Extracted data entries
* BEGIN *
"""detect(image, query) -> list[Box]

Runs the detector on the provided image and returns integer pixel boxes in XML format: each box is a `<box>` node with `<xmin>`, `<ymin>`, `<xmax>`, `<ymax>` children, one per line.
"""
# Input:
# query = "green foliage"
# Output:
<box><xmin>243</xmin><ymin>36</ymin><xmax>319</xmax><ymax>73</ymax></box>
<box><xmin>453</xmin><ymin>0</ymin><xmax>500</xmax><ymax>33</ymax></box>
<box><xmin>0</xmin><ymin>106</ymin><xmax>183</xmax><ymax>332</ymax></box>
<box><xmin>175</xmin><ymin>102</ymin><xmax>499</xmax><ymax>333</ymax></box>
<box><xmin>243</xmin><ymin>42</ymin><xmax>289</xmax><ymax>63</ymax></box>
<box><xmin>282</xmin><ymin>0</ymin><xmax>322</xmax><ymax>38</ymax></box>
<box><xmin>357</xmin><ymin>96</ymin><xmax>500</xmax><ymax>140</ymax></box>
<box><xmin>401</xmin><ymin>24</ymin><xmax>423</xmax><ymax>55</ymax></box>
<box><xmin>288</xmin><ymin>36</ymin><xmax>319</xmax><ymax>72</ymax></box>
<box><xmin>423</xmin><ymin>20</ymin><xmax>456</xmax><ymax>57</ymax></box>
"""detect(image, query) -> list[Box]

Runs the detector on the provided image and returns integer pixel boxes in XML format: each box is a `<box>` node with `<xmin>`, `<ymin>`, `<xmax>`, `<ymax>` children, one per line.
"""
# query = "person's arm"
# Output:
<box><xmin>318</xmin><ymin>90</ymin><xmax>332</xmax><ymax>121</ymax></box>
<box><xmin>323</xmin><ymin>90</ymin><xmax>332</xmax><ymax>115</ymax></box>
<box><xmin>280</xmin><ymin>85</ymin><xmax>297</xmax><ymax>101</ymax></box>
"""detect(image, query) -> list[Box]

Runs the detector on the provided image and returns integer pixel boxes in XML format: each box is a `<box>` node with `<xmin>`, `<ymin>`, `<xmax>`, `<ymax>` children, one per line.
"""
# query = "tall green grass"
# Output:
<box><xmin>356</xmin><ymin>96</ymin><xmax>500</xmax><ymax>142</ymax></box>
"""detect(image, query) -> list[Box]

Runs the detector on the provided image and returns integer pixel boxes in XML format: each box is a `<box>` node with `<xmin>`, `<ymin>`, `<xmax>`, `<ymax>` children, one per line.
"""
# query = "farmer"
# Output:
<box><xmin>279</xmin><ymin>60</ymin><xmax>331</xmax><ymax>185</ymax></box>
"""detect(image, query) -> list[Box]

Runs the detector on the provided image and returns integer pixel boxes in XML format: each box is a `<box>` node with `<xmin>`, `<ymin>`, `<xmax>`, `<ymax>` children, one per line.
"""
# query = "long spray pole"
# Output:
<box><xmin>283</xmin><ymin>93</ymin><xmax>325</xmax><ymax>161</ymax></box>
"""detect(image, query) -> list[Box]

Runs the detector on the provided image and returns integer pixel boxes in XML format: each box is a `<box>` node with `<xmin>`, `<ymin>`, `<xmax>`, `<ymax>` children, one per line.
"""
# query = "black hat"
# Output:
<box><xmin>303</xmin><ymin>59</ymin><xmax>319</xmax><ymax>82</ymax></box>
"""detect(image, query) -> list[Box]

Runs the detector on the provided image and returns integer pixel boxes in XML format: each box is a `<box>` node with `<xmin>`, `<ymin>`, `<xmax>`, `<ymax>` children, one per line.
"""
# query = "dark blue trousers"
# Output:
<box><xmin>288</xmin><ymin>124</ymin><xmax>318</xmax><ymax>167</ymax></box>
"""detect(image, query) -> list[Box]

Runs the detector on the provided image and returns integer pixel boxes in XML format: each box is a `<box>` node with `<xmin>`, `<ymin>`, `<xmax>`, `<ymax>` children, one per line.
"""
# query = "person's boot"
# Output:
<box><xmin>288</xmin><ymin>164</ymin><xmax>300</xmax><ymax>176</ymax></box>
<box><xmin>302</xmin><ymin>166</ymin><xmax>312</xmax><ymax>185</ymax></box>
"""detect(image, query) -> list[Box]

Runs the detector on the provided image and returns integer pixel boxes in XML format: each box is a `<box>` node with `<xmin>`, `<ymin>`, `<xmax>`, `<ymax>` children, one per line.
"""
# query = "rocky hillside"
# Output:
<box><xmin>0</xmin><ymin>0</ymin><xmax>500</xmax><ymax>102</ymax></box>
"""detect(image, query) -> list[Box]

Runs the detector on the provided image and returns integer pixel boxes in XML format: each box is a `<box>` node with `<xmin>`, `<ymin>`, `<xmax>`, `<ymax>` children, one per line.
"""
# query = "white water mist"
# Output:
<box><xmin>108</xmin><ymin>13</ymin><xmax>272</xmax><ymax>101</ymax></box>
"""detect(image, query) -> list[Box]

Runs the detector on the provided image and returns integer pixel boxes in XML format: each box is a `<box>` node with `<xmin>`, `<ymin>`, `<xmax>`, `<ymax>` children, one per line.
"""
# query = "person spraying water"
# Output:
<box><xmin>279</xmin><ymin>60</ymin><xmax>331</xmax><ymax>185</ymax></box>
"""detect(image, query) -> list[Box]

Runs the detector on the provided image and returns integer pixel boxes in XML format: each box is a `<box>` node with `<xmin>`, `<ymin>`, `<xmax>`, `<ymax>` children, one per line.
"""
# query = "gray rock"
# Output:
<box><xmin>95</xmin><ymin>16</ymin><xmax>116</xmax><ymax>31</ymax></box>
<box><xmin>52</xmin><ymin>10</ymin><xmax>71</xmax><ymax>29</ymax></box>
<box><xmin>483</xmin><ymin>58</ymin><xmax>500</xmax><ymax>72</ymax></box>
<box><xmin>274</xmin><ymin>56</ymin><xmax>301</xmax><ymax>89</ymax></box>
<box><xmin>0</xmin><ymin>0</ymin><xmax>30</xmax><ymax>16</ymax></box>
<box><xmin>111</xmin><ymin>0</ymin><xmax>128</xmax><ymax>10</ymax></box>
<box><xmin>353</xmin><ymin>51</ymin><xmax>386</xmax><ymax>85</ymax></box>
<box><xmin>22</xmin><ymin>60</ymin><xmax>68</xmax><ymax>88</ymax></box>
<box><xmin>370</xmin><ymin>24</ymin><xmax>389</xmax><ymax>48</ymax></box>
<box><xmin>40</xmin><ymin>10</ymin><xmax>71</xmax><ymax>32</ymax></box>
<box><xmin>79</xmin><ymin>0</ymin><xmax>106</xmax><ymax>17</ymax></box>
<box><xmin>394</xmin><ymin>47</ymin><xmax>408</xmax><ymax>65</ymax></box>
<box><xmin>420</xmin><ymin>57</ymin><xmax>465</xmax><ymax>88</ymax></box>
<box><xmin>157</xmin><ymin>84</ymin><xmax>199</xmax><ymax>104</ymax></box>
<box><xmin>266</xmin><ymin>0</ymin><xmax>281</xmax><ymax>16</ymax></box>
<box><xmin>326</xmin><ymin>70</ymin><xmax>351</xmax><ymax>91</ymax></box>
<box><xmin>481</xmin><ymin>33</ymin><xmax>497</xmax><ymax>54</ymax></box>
* END *
## [TASK INSTRUCTIONS]
Please report how many lines in the entries above contain the string "water" (case counts), giving only the number.

## [RESPONSE TO THE TASK]
2